REQUIRED WORK: The whole listing is to be restated, character for character.

•••••

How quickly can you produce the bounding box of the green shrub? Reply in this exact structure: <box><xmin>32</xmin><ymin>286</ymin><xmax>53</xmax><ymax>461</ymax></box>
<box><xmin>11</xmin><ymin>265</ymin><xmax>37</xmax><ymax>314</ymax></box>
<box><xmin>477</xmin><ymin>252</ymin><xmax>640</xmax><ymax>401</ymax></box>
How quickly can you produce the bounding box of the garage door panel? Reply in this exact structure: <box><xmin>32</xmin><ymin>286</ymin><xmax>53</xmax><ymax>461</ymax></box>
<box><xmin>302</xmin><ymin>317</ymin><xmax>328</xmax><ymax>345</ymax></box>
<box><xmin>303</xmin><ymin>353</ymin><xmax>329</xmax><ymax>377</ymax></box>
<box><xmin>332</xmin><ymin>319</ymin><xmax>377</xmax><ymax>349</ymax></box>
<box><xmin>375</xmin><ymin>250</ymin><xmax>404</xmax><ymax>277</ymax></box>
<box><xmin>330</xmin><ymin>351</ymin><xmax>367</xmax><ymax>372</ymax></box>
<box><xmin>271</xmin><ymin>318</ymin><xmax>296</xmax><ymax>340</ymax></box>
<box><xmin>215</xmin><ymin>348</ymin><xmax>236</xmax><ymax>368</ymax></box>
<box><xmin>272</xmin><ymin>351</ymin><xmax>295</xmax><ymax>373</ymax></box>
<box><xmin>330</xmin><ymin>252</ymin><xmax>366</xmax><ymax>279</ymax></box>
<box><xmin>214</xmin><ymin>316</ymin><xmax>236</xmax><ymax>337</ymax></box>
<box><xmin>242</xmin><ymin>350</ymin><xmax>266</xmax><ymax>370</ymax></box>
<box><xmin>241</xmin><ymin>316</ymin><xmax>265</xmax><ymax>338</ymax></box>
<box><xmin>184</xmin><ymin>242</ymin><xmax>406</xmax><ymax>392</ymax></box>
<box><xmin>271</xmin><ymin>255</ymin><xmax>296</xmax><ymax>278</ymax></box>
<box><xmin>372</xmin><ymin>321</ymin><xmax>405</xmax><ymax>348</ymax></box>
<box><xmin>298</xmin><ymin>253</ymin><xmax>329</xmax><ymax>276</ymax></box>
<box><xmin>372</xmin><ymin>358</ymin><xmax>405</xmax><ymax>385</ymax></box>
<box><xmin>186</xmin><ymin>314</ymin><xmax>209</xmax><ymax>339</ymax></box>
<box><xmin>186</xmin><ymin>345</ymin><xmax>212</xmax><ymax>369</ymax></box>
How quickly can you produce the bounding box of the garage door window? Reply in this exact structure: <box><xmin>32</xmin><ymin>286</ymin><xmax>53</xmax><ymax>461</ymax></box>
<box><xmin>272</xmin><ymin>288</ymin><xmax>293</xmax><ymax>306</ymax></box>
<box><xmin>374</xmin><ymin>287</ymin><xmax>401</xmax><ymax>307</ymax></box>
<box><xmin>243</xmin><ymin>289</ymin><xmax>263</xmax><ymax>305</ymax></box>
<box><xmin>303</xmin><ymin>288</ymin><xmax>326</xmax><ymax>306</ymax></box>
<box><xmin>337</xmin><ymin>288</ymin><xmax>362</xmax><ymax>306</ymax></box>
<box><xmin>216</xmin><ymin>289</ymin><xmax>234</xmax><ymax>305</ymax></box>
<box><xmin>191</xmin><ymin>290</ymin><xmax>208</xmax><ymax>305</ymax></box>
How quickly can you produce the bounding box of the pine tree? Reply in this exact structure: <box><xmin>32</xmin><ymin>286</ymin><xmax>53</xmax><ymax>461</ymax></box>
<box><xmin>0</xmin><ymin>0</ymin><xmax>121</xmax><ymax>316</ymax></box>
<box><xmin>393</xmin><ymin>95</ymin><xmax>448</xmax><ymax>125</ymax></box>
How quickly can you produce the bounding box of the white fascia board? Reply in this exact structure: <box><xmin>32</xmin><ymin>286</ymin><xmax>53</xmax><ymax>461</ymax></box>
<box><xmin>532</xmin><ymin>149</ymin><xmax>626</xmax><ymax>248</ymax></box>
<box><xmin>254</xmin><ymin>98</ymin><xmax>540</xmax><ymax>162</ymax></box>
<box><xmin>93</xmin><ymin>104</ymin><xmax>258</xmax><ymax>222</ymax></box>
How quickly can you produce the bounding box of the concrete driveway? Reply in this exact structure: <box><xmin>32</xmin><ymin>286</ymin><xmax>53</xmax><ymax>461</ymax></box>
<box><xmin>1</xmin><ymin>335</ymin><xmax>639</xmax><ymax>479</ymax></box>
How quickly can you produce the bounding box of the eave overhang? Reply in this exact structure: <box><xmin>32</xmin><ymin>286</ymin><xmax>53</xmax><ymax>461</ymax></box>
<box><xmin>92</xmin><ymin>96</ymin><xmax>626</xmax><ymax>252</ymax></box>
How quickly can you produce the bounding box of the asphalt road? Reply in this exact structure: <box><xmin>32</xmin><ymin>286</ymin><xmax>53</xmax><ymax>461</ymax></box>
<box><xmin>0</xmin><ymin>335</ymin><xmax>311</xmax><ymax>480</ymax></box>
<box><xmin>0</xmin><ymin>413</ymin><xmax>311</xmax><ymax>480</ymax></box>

•••••

RESULT OF THIS EXERCISE:
How quickly can you produce the bounding box of the green shrub? Reply in this exact structure: <box><xmin>32</xmin><ymin>286</ymin><xmax>53</xmax><ymax>461</ymax></box>
<box><xmin>11</xmin><ymin>265</ymin><xmax>37</xmax><ymax>314</ymax></box>
<box><xmin>477</xmin><ymin>252</ymin><xmax>640</xmax><ymax>401</ymax></box>
How quickly can you produce the bounding box of the garage door panel? Reply in this exact structure: <box><xmin>32</xmin><ymin>286</ymin><xmax>53</xmax><ymax>461</ymax></box>
<box><xmin>302</xmin><ymin>317</ymin><xmax>328</xmax><ymax>345</ymax></box>
<box><xmin>303</xmin><ymin>353</ymin><xmax>329</xmax><ymax>377</ymax></box>
<box><xmin>332</xmin><ymin>319</ymin><xmax>377</xmax><ymax>349</ymax></box>
<box><xmin>375</xmin><ymin>250</ymin><xmax>404</xmax><ymax>277</ymax></box>
<box><xmin>330</xmin><ymin>351</ymin><xmax>367</xmax><ymax>372</ymax></box>
<box><xmin>271</xmin><ymin>318</ymin><xmax>296</xmax><ymax>340</ymax></box>
<box><xmin>215</xmin><ymin>348</ymin><xmax>236</xmax><ymax>368</ymax></box>
<box><xmin>272</xmin><ymin>351</ymin><xmax>295</xmax><ymax>373</ymax></box>
<box><xmin>330</xmin><ymin>252</ymin><xmax>366</xmax><ymax>279</ymax></box>
<box><xmin>214</xmin><ymin>316</ymin><xmax>236</xmax><ymax>337</ymax></box>
<box><xmin>242</xmin><ymin>350</ymin><xmax>266</xmax><ymax>370</ymax></box>
<box><xmin>241</xmin><ymin>316</ymin><xmax>265</xmax><ymax>338</ymax></box>
<box><xmin>184</xmin><ymin>242</ymin><xmax>406</xmax><ymax>392</ymax></box>
<box><xmin>271</xmin><ymin>255</ymin><xmax>296</xmax><ymax>278</ymax></box>
<box><xmin>372</xmin><ymin>321</ymin><xmax>405</xmax><ymax>348</ymax></box>
<box><xmin>298</xmin><ymin>253</ymin><xmax>329</xmax><ymax>276</ymax></box>
<box><xmin>372</xmin><ymin>358</ymin><xmax>405</xmax><ymax>385</ymax></box>
<box><xmin>186</xmin><ymin>314</ymin><xmax>209</xmax><ymax>339</ymax></box>
<box><xmin>186</xmin><ymin>345</ymin><xmax>212</xmax><ymax>369</ymax></box>
How quickly can you produce the bounding box of the garage door window? Reply in this exact structure: <box><xmin>32</xmin><ymin>286</ymin><xmax>53</xmax><ymax>461</ymax></box>
<box><xmin>272</xmin><ymin>288</ymin><xmax>293</xmax><ymax>306</ymax></box>
<box><xmin>374</xmin><ymin>287</ymin><xmax>401</xmax><ymax>307</ymax></box>
<box><xmin>243</xmin><ymin>289</ymin><xmax>263</xmax><ymax>305</ymax></box>
<box><xmin>303</xmin><ymin>288</ymin><xmax>326</xmax><ymax>306</ymax></box>
<box><xmin>337</xmin><ymin>288</ymin><xmax>362</xmax><ymax>306</ymax></box>
<box><xmin>216</xmin><ymin>289</ymin><xmax>234</xmax><ymax>305</ymax></box>
<box><xmin>191</xmin><ymin>290</ymin><xmax>208</xmax><ymax>305</ymax></box>
How quickly can you produce the bounding box of the pine tree? Reply in this exact structure: <box><xmin>32</xmin><ymin>286</ymin><xmax>53</xmax><ymax>461</ymax></box>
<box><xmin>0</xmin><ymin>0</ymin><xmax>121</xmax><ymax>316</ymax></box>
<box><xmin>393</xmin><ymin>95</ymin><xmax>448</xmax><ymax>125</ymax></box>
How quickly can you produce the bounding box of the white fascia board? Reply in this exact structure: <box><xmin>32</xmin><ymin>286</ymin><xmax>53</xmax><ymax>461</ymax></box>
<box><xmin>532</xmin><ymin>149</ymin><xmax>626</xmax><ymax>248</ymax></box>
<box><xmin>254</xmin><ymin>98</ymin><xmax>540</xmax><ymax>162</ymax></box>
<box><xmin>93</xmin><ymin>104</ymin><xmax>258</xmax><ymax>222</ymax></box>
How quickly can you produce the bounding box of the concrete driveway? Reply in this exact structure: <box><xmin>32</xmin><ymin>286</ymin><xmax>53</xmax><ymax>461</ymax></box>
<box><xmin>1</xmin><ymin>335</ymin><xmax>639</xmax><ymax>479</ymax></box>
How quickly can you produce the bounding box of the eave overhang? Reply in this exact structure: <box><xmin>32</xmin><ymin>286</ymin><xmax>53</xmax><ymax>461</ymax></box>
<box><xmin>92</xmin><ymin>96</ymin><xmax>626</xmax><ymax>252</ymax></box>
How quickly can you produce the bounding box of the asphalt road? Reply in this exact structure: <box><xmin>32</xmin><ymin>286</ymin><xmax>53</xmax><ymax>461</ymax></box>
<box><xmin>0</xmin><ymin>335</ymin><xmax>311</xmax><ymax>480</ymax></box>
<box><xmin>0</xmin><ymin>413</ymin><xmax>311</xmax><ymax>480</ymax></box>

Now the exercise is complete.